**WORK TO DO**. Rewrite every line of the data from the line containing "the child in" through the end of the data, both ends included, and offset each coordinate in the answers by adding 145, keeping all other lines as they are. Leave the pictures out.

— START TASK INPUT —

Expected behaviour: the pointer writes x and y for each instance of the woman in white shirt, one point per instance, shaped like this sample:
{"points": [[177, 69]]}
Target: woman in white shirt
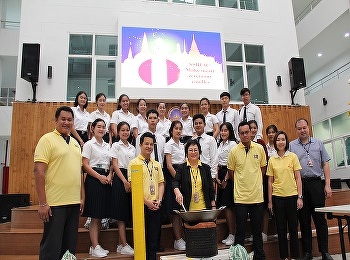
{"points": [[81, 118], [123, 114], [174, 152], [141, 124], [101, 113], [164, 123], [211, 121], [224, 196], [96, 163], [122, 152]]}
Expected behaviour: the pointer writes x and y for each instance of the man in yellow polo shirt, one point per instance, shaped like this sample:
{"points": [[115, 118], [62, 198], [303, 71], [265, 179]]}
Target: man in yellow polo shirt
{"points": [[59, 186], [247, 165], [153, 191]]}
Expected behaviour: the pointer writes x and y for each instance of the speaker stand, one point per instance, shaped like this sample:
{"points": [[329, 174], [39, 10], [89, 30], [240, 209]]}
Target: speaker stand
{"points": [[34, 85], [293, 92]]}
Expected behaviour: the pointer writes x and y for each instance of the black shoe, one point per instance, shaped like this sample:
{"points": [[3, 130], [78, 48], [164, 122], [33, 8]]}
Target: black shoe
{"points": [[327, 256], [160, 249], [307, 256]]}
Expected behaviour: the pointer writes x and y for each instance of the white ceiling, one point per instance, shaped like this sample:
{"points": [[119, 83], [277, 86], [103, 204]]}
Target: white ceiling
{"points": [[331, 41]]}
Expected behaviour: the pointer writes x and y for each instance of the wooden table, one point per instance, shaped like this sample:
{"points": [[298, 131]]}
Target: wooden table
{"points": [[339, 212]]}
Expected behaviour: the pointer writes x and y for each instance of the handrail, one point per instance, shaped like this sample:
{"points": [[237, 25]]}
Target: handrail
{"points": [[319, 84], [6, 24], [306, 11]]}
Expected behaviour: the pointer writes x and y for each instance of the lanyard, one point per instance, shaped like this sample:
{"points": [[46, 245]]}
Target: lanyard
{"points": [[150, 171]]}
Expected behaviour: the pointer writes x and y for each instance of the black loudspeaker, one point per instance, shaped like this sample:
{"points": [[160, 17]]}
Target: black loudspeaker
{"points": [[296, 73], [9, 201], [30, 62]]}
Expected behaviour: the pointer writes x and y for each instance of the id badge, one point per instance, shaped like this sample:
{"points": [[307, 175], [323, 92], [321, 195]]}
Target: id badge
{"points": [[152, 189], [196, 197], [309, 162]]}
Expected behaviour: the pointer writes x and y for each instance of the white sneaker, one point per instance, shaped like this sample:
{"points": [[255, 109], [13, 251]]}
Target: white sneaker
{"points": [[91, 248], [180, 244], [87, 223], [99, 252], [127, 250], [230, 240]]}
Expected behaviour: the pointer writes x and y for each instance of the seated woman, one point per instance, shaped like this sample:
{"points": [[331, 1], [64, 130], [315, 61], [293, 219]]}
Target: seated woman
{"points": [[193, 185]]}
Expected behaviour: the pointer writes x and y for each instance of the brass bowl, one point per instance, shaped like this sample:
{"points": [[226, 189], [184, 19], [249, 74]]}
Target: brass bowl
{"points": [[205, 215]]}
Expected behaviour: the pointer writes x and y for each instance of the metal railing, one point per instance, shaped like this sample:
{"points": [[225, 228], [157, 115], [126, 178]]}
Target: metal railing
{"points": [[307, 10], [6, 24], [320, 83]]}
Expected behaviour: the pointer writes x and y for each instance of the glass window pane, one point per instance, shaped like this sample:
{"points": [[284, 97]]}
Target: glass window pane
{"points": [[105, 77], [79, 77], [233, 52], [339, 153], [347, 148], [184, 1], [340, 124], [257, 84], [205, 2], [328, 147], [106, 45], [228, 3], [321, 130], [254, 53], [249, 4], [80, 44], [235, 81]]}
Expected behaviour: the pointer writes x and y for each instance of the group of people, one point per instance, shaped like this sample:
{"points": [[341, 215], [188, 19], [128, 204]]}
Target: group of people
{"points": [[200, 162]]}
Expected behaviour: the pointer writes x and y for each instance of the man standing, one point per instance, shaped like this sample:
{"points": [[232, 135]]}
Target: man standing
{"points": [[208, 144], [153, 191], [250, 111], [246, 166], [152, 117], [227, 114], [314, 161], [59, 186]]}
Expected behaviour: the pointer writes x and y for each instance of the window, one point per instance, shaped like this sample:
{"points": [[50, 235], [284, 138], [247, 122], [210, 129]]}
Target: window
{"points": [[228, 3], [246, 70], [92, 65], [249, 4], [334, 132]]}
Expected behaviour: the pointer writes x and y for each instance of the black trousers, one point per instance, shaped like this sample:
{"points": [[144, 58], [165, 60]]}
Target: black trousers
{"points": [[60, 233], [314, 197], [153, 226], [255, 212], [286, 216]]}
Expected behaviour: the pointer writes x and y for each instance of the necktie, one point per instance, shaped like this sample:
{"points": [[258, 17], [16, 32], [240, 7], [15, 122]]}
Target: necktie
{"points": [[224, 119], [245, 114], [155, 149]]}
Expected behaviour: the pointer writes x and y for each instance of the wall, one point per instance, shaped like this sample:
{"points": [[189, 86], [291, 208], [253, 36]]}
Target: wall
{"points": [[50, 22]]}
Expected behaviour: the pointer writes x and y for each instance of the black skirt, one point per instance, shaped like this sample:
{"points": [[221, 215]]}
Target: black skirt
{"points": [[97, 197], [121, 200], [169, 202], [225, 196]]}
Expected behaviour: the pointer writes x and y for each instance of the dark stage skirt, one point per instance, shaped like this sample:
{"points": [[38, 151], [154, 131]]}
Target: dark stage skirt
{"points": [[121, 200], [97, 196], [225, 196], [169, 202]]}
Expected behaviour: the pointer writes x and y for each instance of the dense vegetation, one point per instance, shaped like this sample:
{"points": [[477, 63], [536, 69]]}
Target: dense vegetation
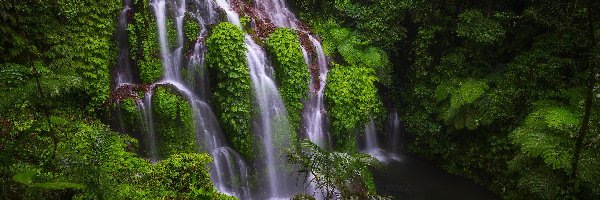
{"points": [[227, 56], [290, 70], [504, 93]]}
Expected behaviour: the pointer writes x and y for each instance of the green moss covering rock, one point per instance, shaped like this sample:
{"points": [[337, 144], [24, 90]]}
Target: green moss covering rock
{"points": [[352, 100], [291, 71], [173, 123], [226, 58]]}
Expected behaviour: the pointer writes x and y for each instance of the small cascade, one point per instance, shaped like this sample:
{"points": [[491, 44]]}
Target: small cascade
{"points": [[272, 126], [315, 114], [229, 171], [277, 12], [124, 74], [392, 149], [371, 143], [150, 140], [396, 145]]}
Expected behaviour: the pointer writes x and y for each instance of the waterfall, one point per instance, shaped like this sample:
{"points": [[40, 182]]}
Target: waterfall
{"points": [[150, 139], [371, 143], [392, 149], [272, 125], [314, 114], [396, 147], [228, 171]]}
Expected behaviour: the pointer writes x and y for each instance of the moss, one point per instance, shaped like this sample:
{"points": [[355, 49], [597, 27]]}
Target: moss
{"points": [[352, 100], [226, 58], [173, 122], [290, 70], [150, 63]]}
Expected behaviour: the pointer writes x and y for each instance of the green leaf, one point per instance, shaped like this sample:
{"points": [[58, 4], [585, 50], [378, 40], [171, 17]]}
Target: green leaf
{"points": [[25, 177]]}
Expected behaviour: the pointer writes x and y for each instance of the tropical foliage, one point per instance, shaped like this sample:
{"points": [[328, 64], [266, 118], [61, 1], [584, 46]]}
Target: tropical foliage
{"points": [[290, 70], [226, 55]]}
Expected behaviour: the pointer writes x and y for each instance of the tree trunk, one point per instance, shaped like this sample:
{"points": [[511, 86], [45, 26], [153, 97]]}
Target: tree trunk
{"points": [[589, 99]]}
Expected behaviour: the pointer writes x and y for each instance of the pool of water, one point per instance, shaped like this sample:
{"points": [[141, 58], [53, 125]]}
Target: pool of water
{"points": [[410, 177]]}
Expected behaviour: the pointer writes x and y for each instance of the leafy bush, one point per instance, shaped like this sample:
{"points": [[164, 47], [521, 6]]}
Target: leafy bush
{"points": [[475, 26], [173, 122], [333, 172], [352, 100], [226, 57], [290, 70]]}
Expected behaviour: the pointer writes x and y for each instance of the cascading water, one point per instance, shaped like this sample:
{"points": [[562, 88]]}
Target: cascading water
{"points": [[314, 114], [395, 142], [373, 146], [272, 126], [229, 172]]}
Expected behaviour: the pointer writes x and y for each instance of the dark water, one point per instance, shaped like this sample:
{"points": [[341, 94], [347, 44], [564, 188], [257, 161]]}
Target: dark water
{"points": [[414, 178]]}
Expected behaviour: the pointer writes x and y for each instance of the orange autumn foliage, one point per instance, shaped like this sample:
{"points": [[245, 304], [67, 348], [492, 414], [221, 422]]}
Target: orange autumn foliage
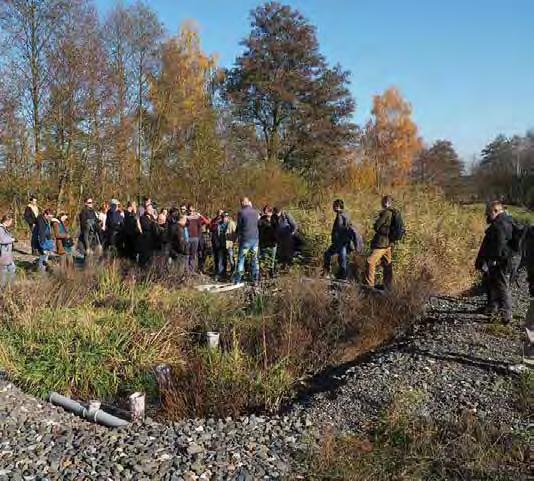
{"points": [[392, 139]]}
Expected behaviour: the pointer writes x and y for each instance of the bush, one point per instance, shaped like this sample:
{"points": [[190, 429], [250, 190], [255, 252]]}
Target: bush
{"points": [[405, 446]]}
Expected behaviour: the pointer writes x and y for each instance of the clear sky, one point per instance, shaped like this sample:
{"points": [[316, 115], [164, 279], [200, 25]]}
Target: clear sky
{"points": [[466, 66]]}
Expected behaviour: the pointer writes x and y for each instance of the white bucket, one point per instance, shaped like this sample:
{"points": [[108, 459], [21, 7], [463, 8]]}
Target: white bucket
{"points": [[213, 340], [137, 405]]}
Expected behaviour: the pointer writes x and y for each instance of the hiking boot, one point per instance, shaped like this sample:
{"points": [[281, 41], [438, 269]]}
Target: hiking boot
{"points": [[528, 354]]}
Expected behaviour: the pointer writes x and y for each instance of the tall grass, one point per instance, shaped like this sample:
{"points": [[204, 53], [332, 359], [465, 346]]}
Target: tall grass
{"points": [[101, 332]]}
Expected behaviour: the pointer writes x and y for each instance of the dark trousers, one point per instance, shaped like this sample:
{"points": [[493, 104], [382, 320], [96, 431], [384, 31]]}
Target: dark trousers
{"points": [[225, 258], [341, 250], [498, 287], [193, 246]]}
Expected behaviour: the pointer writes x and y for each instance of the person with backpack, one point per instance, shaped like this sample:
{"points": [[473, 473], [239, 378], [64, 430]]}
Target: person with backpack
{"points": [[495, 261], [7, 262], [389, 229], [341, 237], [42, 238]]}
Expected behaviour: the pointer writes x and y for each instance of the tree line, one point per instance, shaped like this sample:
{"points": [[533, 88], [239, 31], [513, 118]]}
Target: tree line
{"points": [[118, 106]]}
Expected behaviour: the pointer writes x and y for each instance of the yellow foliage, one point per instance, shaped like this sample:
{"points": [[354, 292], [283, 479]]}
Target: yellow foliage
{"points": [[392, 139]]}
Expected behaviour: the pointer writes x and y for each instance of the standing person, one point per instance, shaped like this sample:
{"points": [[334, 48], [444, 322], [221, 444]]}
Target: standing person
{"points": [[267, 242], [102, 216], [131, 230], [248, 238], [31, 213], [215, 248], [64, 242], [162, 244], [340, 240], [226, 231], [42, 238], [90, 230], [149, 238], [178, 241], [7, 262], [144, 204], [285, 230], [194, 226], [494, 258], [114, 223], [389, 229]]}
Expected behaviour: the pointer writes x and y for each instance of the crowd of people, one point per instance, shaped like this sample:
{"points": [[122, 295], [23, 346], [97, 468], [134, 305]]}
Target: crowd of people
{"points": [[183, 238], [178, 237]]}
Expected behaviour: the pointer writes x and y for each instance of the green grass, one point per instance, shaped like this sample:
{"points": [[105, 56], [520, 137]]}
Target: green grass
{"points": [[101, 332]]}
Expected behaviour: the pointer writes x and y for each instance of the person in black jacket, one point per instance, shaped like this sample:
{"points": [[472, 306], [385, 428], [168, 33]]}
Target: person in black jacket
{"points": [[340, 240], [90, 229], [494, 260], [31, 213], [130, 232], [178, 241], [150, 237], [114, 223]]}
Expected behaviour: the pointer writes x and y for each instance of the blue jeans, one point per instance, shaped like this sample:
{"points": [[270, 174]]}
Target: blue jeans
{"points": [[244, 248], [7, 274], [43, 259], [342, 252], [225, 258]]}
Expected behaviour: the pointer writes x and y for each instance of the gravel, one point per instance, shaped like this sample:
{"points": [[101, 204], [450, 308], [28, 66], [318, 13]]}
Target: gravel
{"points": [[455, 359]]}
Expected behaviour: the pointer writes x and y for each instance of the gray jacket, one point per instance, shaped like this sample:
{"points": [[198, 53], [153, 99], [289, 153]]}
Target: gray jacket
{"points": [[6, 246]]}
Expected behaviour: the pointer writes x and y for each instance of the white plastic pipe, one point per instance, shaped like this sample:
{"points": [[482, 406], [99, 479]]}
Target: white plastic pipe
{"points": [[95, 415]]}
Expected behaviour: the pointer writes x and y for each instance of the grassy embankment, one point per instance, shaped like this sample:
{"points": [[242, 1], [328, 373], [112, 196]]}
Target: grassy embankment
{"points": [[101, 332]]}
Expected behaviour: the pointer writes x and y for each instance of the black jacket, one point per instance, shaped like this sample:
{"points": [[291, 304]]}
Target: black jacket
{"points": [[149, 240], [496, 243], [266, 229], [177, 240], [340, 229]]}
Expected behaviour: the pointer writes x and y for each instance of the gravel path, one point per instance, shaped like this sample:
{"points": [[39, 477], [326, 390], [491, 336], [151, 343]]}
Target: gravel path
{"points": [[455, 358]]}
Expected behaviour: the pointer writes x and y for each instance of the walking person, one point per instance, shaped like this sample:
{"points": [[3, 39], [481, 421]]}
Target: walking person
{"points": [[389, 229], [130, 232], [194, 226], [31, 213], [224, 245], [285, 228], [64, 242], [90, 230], [7, 261], [150, 236], [494, 258], [248, 238], [340, 240], [42, 239], [267, 232], [178, 242], [113, 226]]}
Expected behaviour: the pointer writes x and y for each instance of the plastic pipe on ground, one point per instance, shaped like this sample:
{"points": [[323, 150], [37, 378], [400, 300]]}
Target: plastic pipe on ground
{"points": [[98, 416]]}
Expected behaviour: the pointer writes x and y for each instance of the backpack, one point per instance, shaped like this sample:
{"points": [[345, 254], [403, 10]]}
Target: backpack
{"points": [[356, 243], [396, 229], [356, 240]]}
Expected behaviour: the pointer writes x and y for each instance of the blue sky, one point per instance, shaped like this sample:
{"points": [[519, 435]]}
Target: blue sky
{"points": [[467, 67]]}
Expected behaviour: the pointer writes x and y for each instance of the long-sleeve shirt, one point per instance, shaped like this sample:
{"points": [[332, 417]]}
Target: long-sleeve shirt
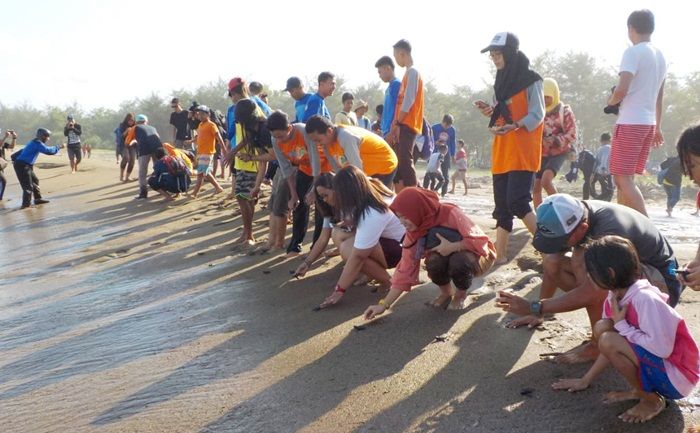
{"points": [[316, 106], [652, 324], [559, 131], [473, 239], [391, 95], [31, 151]]}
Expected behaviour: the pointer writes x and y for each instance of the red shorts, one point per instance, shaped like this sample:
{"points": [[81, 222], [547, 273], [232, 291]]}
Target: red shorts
{"points": [[630, 149]]}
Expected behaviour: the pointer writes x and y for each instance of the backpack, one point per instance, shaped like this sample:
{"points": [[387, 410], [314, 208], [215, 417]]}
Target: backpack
{"points": [[175, 166], [219, 120], [425, 143]]}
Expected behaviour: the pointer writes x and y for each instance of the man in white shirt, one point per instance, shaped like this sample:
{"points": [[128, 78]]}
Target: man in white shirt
{"points": [[640, 95]]}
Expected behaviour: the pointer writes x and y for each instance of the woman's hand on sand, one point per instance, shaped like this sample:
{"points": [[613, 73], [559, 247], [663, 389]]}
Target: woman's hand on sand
{"points": [[512, 303], [530, 321], [571, 385], [692, 280], [373, 311]]}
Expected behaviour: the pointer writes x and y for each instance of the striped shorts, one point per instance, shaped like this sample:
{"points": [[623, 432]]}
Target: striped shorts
{"points": [[630, 149]]}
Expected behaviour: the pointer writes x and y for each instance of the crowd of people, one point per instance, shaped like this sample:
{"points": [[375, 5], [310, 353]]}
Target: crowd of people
{"points": [[360, 179]]}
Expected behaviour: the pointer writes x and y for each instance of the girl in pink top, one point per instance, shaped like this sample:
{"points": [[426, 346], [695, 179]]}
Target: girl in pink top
{"points": [[645, 339], [450, 262]]}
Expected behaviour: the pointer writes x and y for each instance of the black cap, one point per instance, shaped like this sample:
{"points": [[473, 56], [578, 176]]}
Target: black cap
{"points": [[292, 83]]}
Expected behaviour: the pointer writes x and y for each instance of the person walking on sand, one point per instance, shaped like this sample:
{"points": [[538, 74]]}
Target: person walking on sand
{"points": [[516, 124], [147, 140], [639, 92], [558, 138], [73, 131], [461, 162], [4, 145], [640, 335], [455, 250], [208, 137], [408, 120], [23, 163]]}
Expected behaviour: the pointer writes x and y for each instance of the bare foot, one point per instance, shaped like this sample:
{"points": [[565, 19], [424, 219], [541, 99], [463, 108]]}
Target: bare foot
{"points": [[459, 301], [644, 411], [332, 252], [586, 352], [613, 397], [441, 301]]}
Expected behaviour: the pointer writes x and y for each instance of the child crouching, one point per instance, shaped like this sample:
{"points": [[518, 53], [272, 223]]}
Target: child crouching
{"points": [[645, 339]]}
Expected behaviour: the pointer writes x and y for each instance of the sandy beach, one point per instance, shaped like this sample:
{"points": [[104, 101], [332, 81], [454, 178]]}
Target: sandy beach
{"points": [[119, 315]]}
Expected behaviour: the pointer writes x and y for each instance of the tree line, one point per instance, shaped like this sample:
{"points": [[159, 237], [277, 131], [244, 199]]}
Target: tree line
{"points": [[585, 86]]}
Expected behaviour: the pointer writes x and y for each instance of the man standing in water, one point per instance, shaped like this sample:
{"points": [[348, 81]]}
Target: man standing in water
{"points": [[24, 166]]}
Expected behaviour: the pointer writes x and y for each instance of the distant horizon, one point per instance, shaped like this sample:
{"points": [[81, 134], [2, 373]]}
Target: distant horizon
{"points": [[97, 63]]}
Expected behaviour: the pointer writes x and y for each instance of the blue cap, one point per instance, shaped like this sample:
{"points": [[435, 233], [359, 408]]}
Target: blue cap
{"points": [[557, 217]]}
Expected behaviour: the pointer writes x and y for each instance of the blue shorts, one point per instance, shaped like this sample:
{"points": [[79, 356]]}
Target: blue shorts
{"points": [[652, 374]]}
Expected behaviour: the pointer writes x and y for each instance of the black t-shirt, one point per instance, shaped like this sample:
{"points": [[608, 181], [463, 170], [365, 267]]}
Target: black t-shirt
{"points": [[147, 139], [181, 124]]}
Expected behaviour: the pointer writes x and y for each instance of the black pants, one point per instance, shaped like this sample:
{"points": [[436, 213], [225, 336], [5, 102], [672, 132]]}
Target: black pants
{"points": [[445, 168], [586, 184], [28, 181], [512, 194], [3, 184], [300, 215]]}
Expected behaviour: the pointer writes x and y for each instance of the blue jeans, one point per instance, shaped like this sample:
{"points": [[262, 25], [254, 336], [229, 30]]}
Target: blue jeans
{"points": [[673, 195]]}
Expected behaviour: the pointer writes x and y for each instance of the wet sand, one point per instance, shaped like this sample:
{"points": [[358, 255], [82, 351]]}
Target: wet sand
{"points": [[126, 316]]}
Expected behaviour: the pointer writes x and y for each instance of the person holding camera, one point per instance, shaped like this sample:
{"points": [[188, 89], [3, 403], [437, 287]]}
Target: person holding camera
{"points": [[3, 160], [73, 131], [23, 162]]}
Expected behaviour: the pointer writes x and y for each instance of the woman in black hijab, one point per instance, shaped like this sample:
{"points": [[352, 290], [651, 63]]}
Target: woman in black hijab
{"points": [[516, 123]]}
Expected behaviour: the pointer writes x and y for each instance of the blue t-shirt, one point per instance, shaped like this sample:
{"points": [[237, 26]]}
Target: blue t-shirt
{"points": [[300, 107], [31, 151], [450, 134], [391, 96], [316, 106]]}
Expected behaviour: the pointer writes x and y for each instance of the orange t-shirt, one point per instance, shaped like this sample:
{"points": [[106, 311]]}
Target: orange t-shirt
{"points": [[130, 135], [297, 153], [206, 138], [520, 149], [363, 149], [414, 118]]}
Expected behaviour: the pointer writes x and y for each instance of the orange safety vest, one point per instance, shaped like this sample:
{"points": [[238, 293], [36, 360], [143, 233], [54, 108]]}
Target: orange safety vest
{"points": [[519, 150]]}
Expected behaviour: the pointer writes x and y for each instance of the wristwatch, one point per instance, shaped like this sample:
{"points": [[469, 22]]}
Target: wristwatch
{"points": [[536, 308]]}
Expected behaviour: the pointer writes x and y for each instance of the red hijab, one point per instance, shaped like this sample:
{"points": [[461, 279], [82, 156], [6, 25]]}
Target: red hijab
{"points": [[423, 208]]}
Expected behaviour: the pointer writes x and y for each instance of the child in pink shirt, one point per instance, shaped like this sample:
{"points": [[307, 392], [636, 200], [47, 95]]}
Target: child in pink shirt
{"points": [[644, 338]]}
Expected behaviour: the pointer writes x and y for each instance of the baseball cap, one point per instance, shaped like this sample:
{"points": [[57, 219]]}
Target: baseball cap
{"points": [[501, 40], [292, 83], [235, 82], [557, 217]]}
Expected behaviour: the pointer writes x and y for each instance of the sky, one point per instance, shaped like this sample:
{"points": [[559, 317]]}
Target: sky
{"points": [[100, 53]]}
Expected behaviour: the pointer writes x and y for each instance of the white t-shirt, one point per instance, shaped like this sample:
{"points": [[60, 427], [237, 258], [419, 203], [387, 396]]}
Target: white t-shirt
{"points": [[648, 66], [374, 225]]}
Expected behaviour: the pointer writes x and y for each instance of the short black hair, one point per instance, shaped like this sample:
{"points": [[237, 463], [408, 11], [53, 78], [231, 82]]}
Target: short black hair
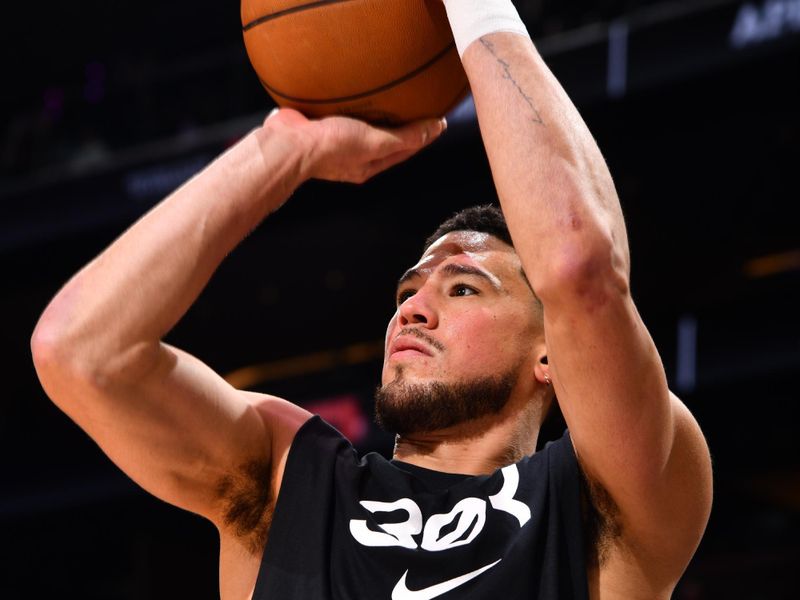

— END TASK INPUT —

**WRITTEN SOLUTION**.
Expected behaviour: the pointer writes x and y for each instance of the child in pink shirt, one point per instance, shaped like this sample:
{"points": [[307, 392], [636, 200], [47, 95]]}
Target: child in pink shirt
{"points": [[789, 483]]}
Expected behaviour: the pointer writes x and y for each instance of the baseball cap, one point per instance, shaped like this sample:
{"points": [[57, 219]]}
Target: baseball cap
{"points": [[646, 185], [437, 228], [380, 227], [702, 362]]}
Expected behaviour: the pointer writes x and y for each instance of the sky, one point per instance, shaped like this sample:
{"points": [[559, 317]]}
Target: sky
{"points": [[245, 198]]}
Expected behaviour: the pointer writes x and y for each instance of the white t-shirt, one point per instance, shaped like this sample:
{"points": [[60, 427], [237, 258], [419, 203], [387, 396]]}
Target: white t-shirt
{"points": [[793, 211], [519, 370]]}
Expected behaviour: the pointer writes x and y for each instance of the short black hair, one point per instance, shaped like this sample:
{"points": [[237, 463], [408, 11], [53, 78], [231, 82]]}
Target: short black hair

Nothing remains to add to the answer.